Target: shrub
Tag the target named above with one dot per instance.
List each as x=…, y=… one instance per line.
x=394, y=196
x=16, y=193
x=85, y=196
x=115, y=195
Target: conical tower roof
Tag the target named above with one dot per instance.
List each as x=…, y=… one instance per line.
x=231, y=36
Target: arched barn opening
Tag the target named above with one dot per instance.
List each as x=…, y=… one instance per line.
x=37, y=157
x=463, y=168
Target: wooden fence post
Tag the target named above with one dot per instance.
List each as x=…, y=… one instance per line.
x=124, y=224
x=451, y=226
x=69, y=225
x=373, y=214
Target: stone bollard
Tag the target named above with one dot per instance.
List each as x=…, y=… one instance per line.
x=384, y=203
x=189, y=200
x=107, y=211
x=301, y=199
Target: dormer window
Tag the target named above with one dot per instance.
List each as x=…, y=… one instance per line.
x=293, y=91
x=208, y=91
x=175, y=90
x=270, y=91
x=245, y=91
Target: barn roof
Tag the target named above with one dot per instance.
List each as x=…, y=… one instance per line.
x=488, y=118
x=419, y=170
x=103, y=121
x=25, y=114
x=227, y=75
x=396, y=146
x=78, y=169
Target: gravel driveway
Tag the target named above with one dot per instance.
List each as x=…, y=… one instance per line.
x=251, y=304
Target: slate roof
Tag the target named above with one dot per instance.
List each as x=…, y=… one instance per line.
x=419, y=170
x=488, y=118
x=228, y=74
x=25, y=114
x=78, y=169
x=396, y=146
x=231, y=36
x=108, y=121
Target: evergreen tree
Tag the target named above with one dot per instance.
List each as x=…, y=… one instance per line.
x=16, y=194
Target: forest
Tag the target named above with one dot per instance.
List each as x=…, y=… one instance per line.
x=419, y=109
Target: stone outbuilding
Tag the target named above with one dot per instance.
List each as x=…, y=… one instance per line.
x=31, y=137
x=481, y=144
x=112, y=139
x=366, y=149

• • • • • • •

▸ BRIEF:
Reproduce all of the records exactly.

▸ ANSWER BOX:
Target: shrub
Tag the target named above with one dot per instance.
List each as x=…, y=… one instance per line.
x=394, y=196
x=16, y=193
x=85, y=196
x=115, y=195
Target: conical tower roof
Tag the target named above with one dot per instance.
List each as x=…, y=… one instance per line.
x=231, y=36
Target: arched barn opening
Tag the target named above with one dot per instance.
List each as x=…, y=… one instance per line.
x=37, y=157
x=463, y=168
Target: wooden fence post
Tag the target named above with one dot per instance.
List each as x=…, y=… one instance per line.
x=124, y=224
x=451, y=226
x=69, y=225
x=373, y=214
Target: stone bollard
Tag the target named above with one dot per instance.
List each as x=…, y=… one instance per line.
x=384, y=203
x=189, y=200
x=107, y=211
x=301, y=199
Target: dormer window
Tag the target named above with one dot per instance.
List each as x=…, y=… one instance per line.
x=293, y=91
x=208, y=91
x=175, y=90
x=270, y=91
x=245, y=91
Target: barn roof
Tag the target named above with one dot per instance.
List each as x=…, y=… one instance per line.
x=488, y=118
x=419, y=170
x=103, y=121
x=25, y=114
x=227, y=75
x=396, y=146
x=78, y=169
Target: gravel driveway
Tag the target named above with one dot per instance.
List each as x=…, y=… one instance per line.
x=251, y=304
Target: slate roof
Tag the target named above with one dot per instance.
List each as x=…, y=… one instance per line.
x=419, y=170
x=488, y=118
x=228, y=74
x=25, y=114
x=78, y=169
x=396, y=146
x=231, y=36
x=108, y=121
Target: evergreen tree
Tag the target named above with one dot per instance.
List each as x=…, y=… one instance per line.
x=16, y=194
Target: forest
Tag the target named above with one dot per instance.
List each as x=…, y=… one instance per line.
x=419, y=109
Target: stone outbuilding
Tag the target named above with one dot per instance.
List each as x=…, y=… one instance per line.
x=31, y=137
x=481, y=144
x=112, y=139
x=366, y=149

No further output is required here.